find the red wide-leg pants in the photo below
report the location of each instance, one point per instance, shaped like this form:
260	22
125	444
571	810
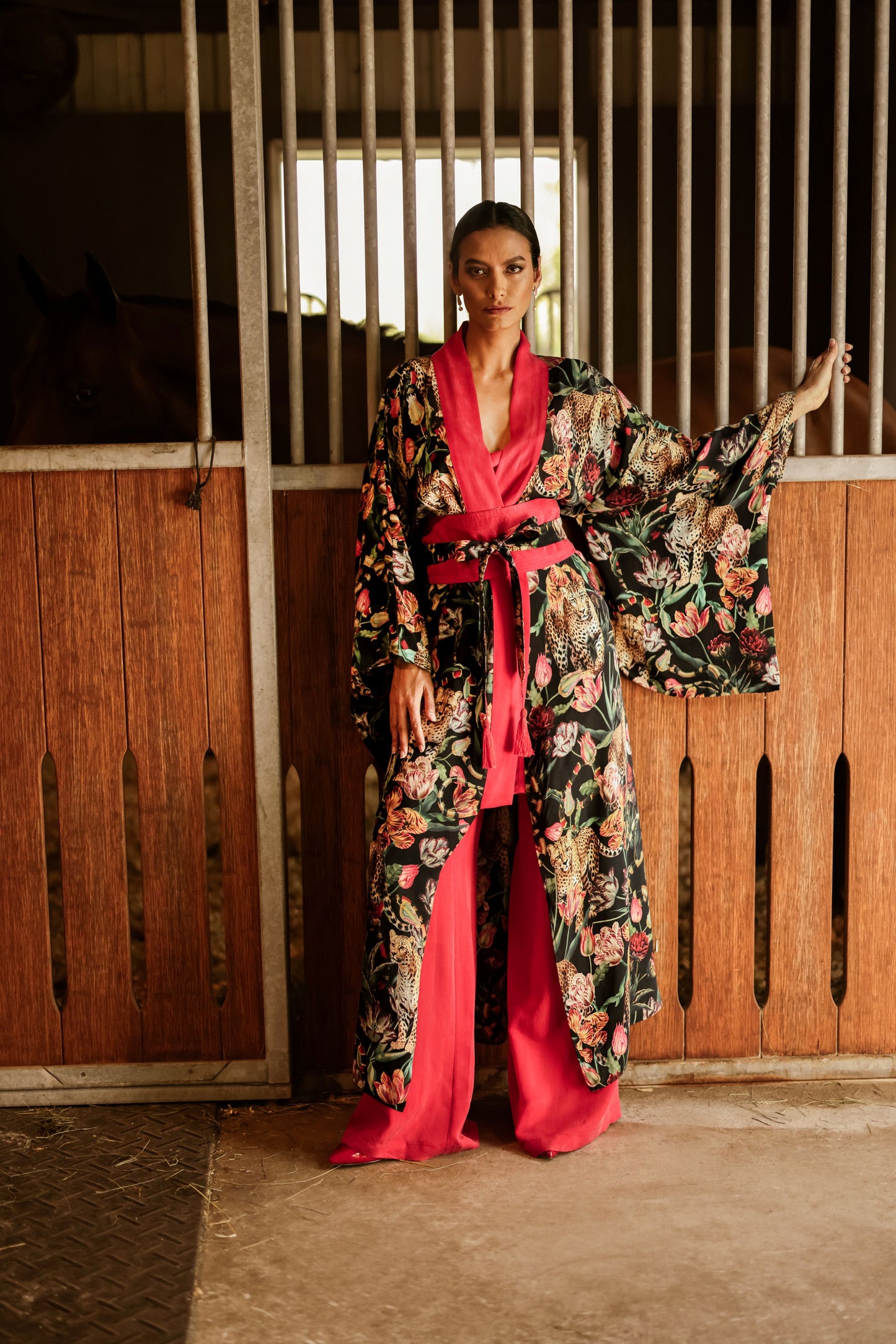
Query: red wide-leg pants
552	1105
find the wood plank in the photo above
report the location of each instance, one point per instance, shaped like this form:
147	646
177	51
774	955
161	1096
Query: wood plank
804	736
724	746
168	734
657	728
31	1031
321	532
86	736
868	1011
230	733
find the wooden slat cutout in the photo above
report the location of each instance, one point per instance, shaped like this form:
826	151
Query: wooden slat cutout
868	1011
331	762
230	728
657	730
724	746
30	1030
86	736
168	734
804	736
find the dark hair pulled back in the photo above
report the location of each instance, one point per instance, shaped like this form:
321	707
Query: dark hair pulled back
494	214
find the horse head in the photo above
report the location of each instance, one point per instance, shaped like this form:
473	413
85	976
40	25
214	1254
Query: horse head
91	375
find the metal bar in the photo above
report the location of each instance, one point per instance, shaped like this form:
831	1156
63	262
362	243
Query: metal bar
197	221
113	457
249	220
449	151
409	174
762	226
879	230
723	210
487	97
838	246
605	184
801	213
684	203
331	233
527	131
645	206
291	222
371	234
567	195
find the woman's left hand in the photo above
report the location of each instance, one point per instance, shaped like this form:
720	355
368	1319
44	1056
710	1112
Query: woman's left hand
814	388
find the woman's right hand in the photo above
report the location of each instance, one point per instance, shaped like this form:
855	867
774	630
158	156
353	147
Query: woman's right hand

——————

◆ WHAT YOU SHOULD DO
In the items from the line with "find the woman's right" through the end of the items, switch "right hand" to "right wrist" and give those lines again with nothing else changed.

◆ WRITTEN RESPONSE
find the woman's right wrist in the photo above
report the location of each instance, one point per instance, shaped like this form:
855	867
774	630
158	156
353	147
Query: woman's right wrist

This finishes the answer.